Messagepar séribibi » jeu. déc. 29, 2016 10:51 pm

Une vieille critique que j'avais faite en août 2012 :

Image

Dans l'historique des adaptations cinématographiques de James Bond, OHMSS fait un peu office de "vilain petit canard".

Reçu à l'époque trés tièdement, loin de remporter le succés des précédents opus avec Sean Connery - pour beaucoup le meilleur interprète de James Bond - , cette réorientation de la franchise (au sens cinématographique s'entend) fut à sa sortie vivement critiquée par les puristes (mais aussi par le spectateur lambda)... A tel point que le film restera toujours le grand oublié des rediffusions en salles (et télévisées) et n'évitera de sombrer dans l'oubli le plus total que par l'avènement de la VHS, au début des 80s (époque bénie des vidéoclubs). Il faut néanmoins préciser que les VHS locatives d'OHMSS étaient, à l'époque, plus rares que celles des autres JB.
Cela en dit long sur le désamour du public et de la presse pour ce film, qui semble avoir retrouvé avec les decennies ses lettres de noblesse...

En principales critiques de cette 6ème aventure, il fut reproché et d'une la prestation fadasse et approximative de George Lazenby - plus encore en comparaison avec son prédécesseur - , et de deux la structure et le rythme-même du film, jugés déconcertants et peu entraînants, et ne ressemblant aucunement à ceux des "VRAIS" Bond.
Des réflexions à double-tranchant et parfois assez peu cohérentes, voire injustes, puisque le jeu de Lazenby, plutôt subtil il faut bien le dire, n'est en aucun cas "honteux" ni comparable à ce que l'on pouvait entendre ici et là (souvent avec peu de justifications), et les vives critiques dont il fit l'attaque à l'époque -et encore de nos jours- semblent plus souvent relever du "rentre-dedans" gratuit et d'un parti-pris assez réducteur face à son prédécésseur, que d'une réelle appréciation sur son jeu d'acteur.

C'est un peu dommage car l'adoration, on le sait bien, conduit à l'aveuglement et, si certains spectateurs avaient pu davantage accepter - en l'absence totale de toute influence "Seanienne" - le côté humain et le jeu tout en retenue de ce Bond, ils auraient sans doute mieux remarqué la finesse d'interprétation de Lazenby, notamment lors de plusieurs séquences.

Quant au rythme étrange (ce qui est vrai -mais ce qui en fait aussi sa grandeur et son originalité), qui se permet jusqu'à 50 minutes sans la moindre "action", et la structure si atypique du film, jugés comme inadéquates pour un Bond, là aussi cela reste trés paradoxal, OHMSS étant -de source- l'une des adaptations cinématographiques Bondiennes les plus fidèles au roman de Fleming (paru 6 ans auparavant).

Atypique, le film l'est sans doute ne serait-ce que par le tempo assez inhabituel qu'Hunt lui octroie (4 parties distinctes, dont un "ventre mou" d'une cinquantaine de minutes), et l'absence de gadgets, ce qui aura déconcerté le public.

EXTRAITS D'ENREGISTREMENTS>
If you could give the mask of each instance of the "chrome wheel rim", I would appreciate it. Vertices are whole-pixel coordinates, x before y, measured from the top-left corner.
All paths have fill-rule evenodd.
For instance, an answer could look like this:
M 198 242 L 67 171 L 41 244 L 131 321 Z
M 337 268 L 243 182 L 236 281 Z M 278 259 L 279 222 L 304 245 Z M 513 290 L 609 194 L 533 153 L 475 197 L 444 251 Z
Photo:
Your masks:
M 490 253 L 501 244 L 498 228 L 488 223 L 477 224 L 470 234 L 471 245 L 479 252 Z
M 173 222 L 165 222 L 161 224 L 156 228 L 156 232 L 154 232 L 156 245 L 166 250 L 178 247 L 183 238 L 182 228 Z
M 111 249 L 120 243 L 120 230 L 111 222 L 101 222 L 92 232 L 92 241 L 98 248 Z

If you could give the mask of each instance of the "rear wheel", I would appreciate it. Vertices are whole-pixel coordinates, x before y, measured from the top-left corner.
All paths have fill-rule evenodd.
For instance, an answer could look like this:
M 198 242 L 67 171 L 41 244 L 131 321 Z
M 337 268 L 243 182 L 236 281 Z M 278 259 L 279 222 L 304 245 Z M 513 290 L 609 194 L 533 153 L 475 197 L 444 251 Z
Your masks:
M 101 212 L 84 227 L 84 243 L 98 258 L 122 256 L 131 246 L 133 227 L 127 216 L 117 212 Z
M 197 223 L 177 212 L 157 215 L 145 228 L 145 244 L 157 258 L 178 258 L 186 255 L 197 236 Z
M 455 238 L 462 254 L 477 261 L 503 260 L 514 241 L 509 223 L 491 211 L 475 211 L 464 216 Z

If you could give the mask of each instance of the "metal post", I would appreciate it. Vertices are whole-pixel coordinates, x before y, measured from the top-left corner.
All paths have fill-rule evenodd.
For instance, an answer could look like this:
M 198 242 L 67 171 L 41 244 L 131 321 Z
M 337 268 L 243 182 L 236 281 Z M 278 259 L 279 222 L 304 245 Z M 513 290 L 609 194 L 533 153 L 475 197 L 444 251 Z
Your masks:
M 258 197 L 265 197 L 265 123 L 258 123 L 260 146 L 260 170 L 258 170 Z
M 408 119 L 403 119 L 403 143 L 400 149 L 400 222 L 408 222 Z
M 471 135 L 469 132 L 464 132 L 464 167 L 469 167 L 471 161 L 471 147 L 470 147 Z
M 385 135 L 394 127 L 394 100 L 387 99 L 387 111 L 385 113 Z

EXERCICES À RÉALISER>
**a.** Relevez tous les noms de personnes réelles cités dans la critique d'OHMSS, à partir de « Dans l'historique des adaptations ». N'incluez pas le personnage de James Bond.
**b.** Poursuivez la critique d'OHMSS à partir de l'endroit où elle s'arrête.
Les enregistrements n'ont aucun rapport avec la critique d'OHMSS.

CORRIGÉ DES EXERCICES>
**a.** Sean Connery, George Lazenby, Hunt, Fleming

**b.**
C'est qu'ici, Peter Hunt ne se gène pas : afin sans doute de mieux retranscrire le roman, et l'écriture du roman "en général" - avec ce que cela comporte/suppose de passages descriptifs et d'à-côtés -, il prend tout son temps pour nous présenter les décors, les personnages ( Les Alpes Suisses qui n'auront jamais été aussi bien filmées ; Le père de Tracy ; les jeunes filles pensionnaires de la clinique -ce qui nous donne droit à une pittoresque -mais un peu trop longue- scène de repas où Bond se fait passer pour un généalogiste, sous le regard autoritaire d'Irma Bunt, impayable bras-droit de Blofeld...).
Et puis, il faut laisser au public le temps de se familiariser avec ce nouveau personnage...
Dans le film, la présentation de cet "inconnu" est tout d'abord judicieusement amenée par une découverte progressive (mais rapide) de son physique (un peu comme Sean Connery dans Dr No, lors de la scène du Casino) : de gros plans sur ses lèvres, une clope au bec, puis sa silhouette en plan éloigné
Néanmoins, trés vite, nous découvrons son visage, dés lors qu'il aura sauvé Teresa/Tracy de la noyade... C'est à cette même occasion que celui-ci sort sa célèbre tirade ("My name is..."), réplique qui sera d'ailleurs malicieusement contredite dans la foulée par le fameux clin d'oeil aux spectateurs : "Ca ne serait jamais arrivé à l'autre/"This never happened to the other fellow"...
Deux répliques quasi-consécutives et, surtout, s'opposant, et semblant n'être là que pour mieux nous dire : "Oui, vous êtes bien dans un James Bond, mais ce que vous allez voir va être un peu différent de ce que vous connaissiez et avez vu jusque-là".

Différent, oui. Le Bond-Lazenby est plus terre-à-terre, plus fragile que celui du grand Sean.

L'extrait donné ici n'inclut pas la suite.